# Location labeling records
====================
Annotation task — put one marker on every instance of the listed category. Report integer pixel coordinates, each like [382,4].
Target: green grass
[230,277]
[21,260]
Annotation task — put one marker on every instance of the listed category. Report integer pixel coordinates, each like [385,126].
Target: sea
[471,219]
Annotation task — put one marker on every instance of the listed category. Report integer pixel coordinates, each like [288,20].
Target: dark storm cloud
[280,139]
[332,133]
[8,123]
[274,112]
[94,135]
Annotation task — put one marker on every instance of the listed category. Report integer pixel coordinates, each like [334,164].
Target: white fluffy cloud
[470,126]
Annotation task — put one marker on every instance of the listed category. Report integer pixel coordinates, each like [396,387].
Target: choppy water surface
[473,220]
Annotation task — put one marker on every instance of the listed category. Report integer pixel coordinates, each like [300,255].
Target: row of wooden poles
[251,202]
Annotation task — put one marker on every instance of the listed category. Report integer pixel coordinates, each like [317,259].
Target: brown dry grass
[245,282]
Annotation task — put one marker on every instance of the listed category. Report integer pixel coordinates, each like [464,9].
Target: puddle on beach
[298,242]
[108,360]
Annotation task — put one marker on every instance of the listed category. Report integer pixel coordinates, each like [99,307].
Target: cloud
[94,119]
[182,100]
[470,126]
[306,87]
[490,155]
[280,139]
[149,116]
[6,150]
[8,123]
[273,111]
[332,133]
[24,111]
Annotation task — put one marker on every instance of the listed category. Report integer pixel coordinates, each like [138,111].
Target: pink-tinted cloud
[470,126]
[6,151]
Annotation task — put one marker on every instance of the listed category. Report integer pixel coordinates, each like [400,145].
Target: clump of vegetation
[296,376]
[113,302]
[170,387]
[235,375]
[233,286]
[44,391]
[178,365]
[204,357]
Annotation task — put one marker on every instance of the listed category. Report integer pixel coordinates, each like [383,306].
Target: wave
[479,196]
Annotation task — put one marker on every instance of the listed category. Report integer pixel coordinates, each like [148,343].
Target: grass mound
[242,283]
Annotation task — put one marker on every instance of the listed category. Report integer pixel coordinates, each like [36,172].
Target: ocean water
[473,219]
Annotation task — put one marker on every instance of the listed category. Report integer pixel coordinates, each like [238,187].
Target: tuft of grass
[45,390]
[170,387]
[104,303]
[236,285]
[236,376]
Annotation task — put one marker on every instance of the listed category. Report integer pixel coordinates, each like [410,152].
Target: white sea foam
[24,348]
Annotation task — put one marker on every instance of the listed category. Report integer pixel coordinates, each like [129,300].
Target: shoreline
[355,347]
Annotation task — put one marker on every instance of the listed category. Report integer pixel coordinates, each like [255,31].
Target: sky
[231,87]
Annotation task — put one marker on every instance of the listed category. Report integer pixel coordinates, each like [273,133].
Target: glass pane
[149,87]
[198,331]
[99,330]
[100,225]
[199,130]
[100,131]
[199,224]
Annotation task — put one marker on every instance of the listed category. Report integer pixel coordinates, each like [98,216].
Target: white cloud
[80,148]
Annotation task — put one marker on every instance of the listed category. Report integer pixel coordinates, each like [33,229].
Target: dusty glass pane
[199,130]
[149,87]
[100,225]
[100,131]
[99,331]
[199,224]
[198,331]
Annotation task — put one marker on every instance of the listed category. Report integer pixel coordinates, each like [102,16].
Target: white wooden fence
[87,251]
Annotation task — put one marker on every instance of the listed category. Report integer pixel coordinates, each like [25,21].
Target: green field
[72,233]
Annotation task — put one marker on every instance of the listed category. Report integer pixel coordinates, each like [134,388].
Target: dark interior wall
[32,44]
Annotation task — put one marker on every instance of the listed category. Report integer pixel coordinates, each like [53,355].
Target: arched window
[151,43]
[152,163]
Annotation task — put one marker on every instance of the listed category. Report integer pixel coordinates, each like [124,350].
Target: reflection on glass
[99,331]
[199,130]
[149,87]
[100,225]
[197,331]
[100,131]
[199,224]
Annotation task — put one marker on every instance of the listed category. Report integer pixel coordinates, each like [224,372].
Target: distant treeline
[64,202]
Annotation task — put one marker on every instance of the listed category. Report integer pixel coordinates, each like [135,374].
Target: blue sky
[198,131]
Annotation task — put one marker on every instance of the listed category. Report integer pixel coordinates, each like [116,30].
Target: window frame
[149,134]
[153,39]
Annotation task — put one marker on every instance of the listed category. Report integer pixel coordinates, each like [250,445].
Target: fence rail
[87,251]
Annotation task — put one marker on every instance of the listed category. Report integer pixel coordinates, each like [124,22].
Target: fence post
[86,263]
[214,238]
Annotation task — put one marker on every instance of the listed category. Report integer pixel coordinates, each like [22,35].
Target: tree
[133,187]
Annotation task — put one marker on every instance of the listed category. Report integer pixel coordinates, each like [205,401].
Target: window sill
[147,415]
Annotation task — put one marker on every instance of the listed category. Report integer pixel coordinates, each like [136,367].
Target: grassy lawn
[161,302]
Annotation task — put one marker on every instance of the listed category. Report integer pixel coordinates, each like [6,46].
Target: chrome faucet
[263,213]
====================
# REQUIREMENT
Reproduce every line of the records above without any change.

# RESULT OF THIS EXERCISE
Annotation task — put one marker on every instance of the listed category. Report integer pixel coordinates, each like [382,4].
Target: green grass
[230,277]
[21,260]
Annotation task — put one marker on every instance of the listed category. Report integer pixel coordinates, each like [385,126].
Target: sea
[471,219]
Annotation task — put one marker on every instance of the listed category. Report integer pixel coordinates, each like [288,20].
Target: dark storm cloud
[280,139]
[332,133]
[8,123]
[274,112]
[94,135]
Annotation task — put one marker on every instance of the listed category. Report integer pixel coordinates, each like [334,164].
Target: white fluffy cloud
[470,126]
Annotation task — put one marker on every instance of the listed category. Report integer pixel coordinates, each like [396,387].
Target: choppy water surface
[473,220]
Annotation task — put one marker on every instance of the listed category. Report integer pixel coordinates, each like [300,255].
Target: row of wooden poles
[251,202]
Annotation task — put one marker on every instance of the listed category. Report integer pixel coordinates, each like [317,259].
Target: brown dry grass
[245,282]
Annotation task — put one marker on every instance of the listed category. Report integer pixel coordinates, each like [464,9].
Target: puddle on beach
[298,242]
[108,360]
Annotation task — put one marker on every instance of the listed category. Report integer pixel coordinates, each like [99,307].
Target: cloud
[94,119]
[182,100]
[470,126]
[306,87]
[490,155]
[280,139]
[149,116]
[6,150]
[8,123]
[273,111]
[332,133]
[24,111]
Annotation task — put one marker on every instance of the listed category. Report integer pixel coordinates, each like [138,111].
Target: pink-tinted cloud
[470,126]
[6,151]
Annotation task — put one marker on every instance of the listed category. Report integer pixel coordinates, each like [400,145].
Target: clump of vegetation
[296,376]
[113,302]
[170,387]
[235,375]
[233,286]
[44,391]
[178,365]
[204,357]
Annotation task — put one marker on every instance of the listed category. Report integer pixel coordinates, each like [383,306].
Target: wave
[479,196]
Annotation task — put one marker on every instance of the listed category. Report integer pixel coordinates, each like [148,343].
Target: grass mound
[242,283]
Annotation task — put one marker on every instance of the listed category. Report integer pixel coordinates, each like [36,172].
Target: ocean water
[473,219]
Annotation task — put one marker on every instance of the listed category. Report integer pixel coordinates, each like [238,187].
Target: tuft of grass
[45,390]
[170,387]
[104,303]
[236,285]
[236,376]
Annotation task — put one marker on every instance of the listed category. Report integer pixel coordinates, each like [410,152].
Target: white sea foam
[24,348]
Annotation task — put one marker on every instance of the listed category. Report integer pixel coordinates, each like [129,300].
Target: shoreline
[355,347]
Annotation task — put one marker on every instance of the listed category. Report integer pixel coordinates, each like [255,31].
Target: sky
[231,87]
Annotation task — put one marker on every instance of the listed category. Report integer pixel coordinates, each like [273,133].
Target: glass pane
[149,87]
[198,331]
[99,330]
[100,225]
[199,130]
[100,131]
[199,224]
Annotation task — put one marker on every instance of the listed category. Report integer pixel coordinates, each like [98,216].
Target: white cloud
[80,148]
Annotation task — put one marker on every instance of the listed category. Report integer pixel coordinates, each like [33,229].
Target: dusty glass pane
[199,130]
[149,87]
[100,225]
[100,131]
[99,331]
[199,224]
[198,331]
Annotation task — put one marker on every instance of the listed category. Report integer pixel coordinates, each like [102,16].
Target: white wooden fence
[87,251]
Annotation task — put one marker on every instance of the listed category. Report integer pixel coordinates, each like [25,21].
Target: green field
[72,233]
Annotation task — put one marker on every instance of the listed category. Report integer pixel coordinates, each like [134,388].
Target: dark interior wall
[32,44]
Annotation task — put one marker on every instance of the listed category. Report integer pixel coordinates, each like [53,355].
Target: arched window
[151,43]
[152,163]
Annotation task — put one marker on every instance of the listed category. Report integer pixel coordinates, each like [124,350].
Target: reflection on glass
[99,331]
[199,130]
[149,87]
[100,225]
[197,331]
[100,131]
[199,224]
Annotation task — put one marker on every instance of the listed category. Report integer pixel coordinates, each like [224,372].
Target: distant treeline
[64,202]
Annotation task — put one marker on every instance of the listed category. Report integer pixel coordinates, each like [135,374].
Target: blue sky
[198,131]
Annotation task — put one marker on every instance of the listed category. Report integer pixel coordinates, each like [116,30].
Target: window frame
[149,134]
[153,39]
Annotation task — put one marker on every instance of the listed category. Report integer pixel coordinates, each like [250,445].
Target: fence rail
[87,251]
Annotation task — put one marker on every instance of the listed category. Report integer pixel coordinates, each like [124,22].
Target: fence post
[86,263]
[214,238]
Annotation task — put one marker on every instance of the listed category. Report integer pixel coordinates, each like [22,35].
Target: tree
[133,187]
Annotation task — put one marker on every instance of the listed category. Report integer pixel coordinates, each like [205,401].
Target: window sill
[147,415]
Annotation task — put one marker on every instance of the listed category. Report integer pixel coordinates, each like [136,367].
Target: grassy lawn
[161,302]
Annotation task — put one marker on every instance of the listed category. Report integer pixel coordinates, each like [6,46].
Target: chrome faucet
[263,213]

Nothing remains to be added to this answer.